= Passage to read =
AoPS - Problem

Source: 2022 Nigerian Senior MO Round 2/Problem 2

Tags: geometry, Concyclic, cyclic quadrilateral

Rukevwe

06.05.2022 18:37

Let $G$ be the centroid of $\triangle ABC$ and let $D, E$ and $F$ be the midpoints of the line segments $BC, CA$ and $AB$ respectively. Suppose the circumcircle of $\triangle ABC$ meets $AD$ again at $X$ , the circumcircle of $\triangle DEF$ meets $BE$ again at $Y$ and the circumcircle of $\triangle DEF$ meets $CF$ again at $Z$ . Show that $G, X, Y$ and $Z$ are concyclic.

= Given records =
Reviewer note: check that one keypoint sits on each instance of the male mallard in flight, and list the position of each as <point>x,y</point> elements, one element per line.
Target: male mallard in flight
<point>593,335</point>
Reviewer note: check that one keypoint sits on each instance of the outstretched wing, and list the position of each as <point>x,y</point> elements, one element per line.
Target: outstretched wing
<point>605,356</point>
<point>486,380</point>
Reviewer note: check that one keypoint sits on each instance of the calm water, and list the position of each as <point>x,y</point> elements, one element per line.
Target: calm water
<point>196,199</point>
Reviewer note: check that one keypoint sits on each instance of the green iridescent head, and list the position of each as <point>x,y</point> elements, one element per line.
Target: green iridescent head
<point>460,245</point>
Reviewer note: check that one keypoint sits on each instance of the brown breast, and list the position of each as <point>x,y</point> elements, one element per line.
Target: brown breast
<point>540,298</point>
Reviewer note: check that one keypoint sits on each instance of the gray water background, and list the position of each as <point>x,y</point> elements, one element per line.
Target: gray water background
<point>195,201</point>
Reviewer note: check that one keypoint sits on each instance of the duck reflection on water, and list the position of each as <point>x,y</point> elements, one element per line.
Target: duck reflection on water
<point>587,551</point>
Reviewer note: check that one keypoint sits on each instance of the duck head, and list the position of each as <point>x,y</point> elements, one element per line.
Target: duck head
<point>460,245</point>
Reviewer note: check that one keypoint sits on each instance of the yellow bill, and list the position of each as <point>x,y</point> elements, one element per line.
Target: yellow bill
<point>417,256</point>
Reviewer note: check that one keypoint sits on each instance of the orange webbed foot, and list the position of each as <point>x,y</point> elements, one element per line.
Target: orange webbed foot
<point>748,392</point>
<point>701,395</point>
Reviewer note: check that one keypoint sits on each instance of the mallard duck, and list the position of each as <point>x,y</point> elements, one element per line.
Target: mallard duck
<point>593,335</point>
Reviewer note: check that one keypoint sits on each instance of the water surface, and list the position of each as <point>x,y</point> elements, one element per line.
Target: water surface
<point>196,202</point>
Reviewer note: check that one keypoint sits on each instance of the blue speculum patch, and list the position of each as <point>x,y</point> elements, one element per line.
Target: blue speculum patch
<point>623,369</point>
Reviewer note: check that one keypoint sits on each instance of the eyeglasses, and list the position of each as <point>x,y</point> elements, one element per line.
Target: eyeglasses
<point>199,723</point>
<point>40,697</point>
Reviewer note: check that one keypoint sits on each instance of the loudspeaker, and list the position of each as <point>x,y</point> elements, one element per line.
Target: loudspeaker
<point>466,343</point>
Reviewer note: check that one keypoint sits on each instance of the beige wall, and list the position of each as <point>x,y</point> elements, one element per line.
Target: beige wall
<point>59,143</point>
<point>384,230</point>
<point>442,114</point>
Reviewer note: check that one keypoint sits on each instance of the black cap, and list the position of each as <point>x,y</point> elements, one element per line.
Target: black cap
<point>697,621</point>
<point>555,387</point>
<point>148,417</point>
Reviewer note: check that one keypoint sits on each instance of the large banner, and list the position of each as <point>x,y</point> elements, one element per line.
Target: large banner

= What you will do =
Extract the part of the geometry problem between "Source: 2022 Nigerian" and "and $Z$ are concyclic.", inclusive, copying it word for word.

= Correct output =
Source: 2022 Nigerian Senior MO Round 2/Problem 2

Tags: geometry, Concyclic, cyclic quadrilateral

Rukevwe

06.05.2022 18:37

Let $G$ be the centroid of $\triangle ABC$ and let $D, E$ and $F$ be the midpoints of the line segments $BC, CA$ and $AB$ respectively. Suppose the circumcircle of $\triangle ABC$ meets $AD$ again at $X$ , the circumcircle of $\triangle DEF$ meets $BE$ again at $Y$ and the circumcircle of $\triangle DEF$ meets $CF$ again at $Z$ . Show that $G, X, Y$ and $Z$ are concyclic.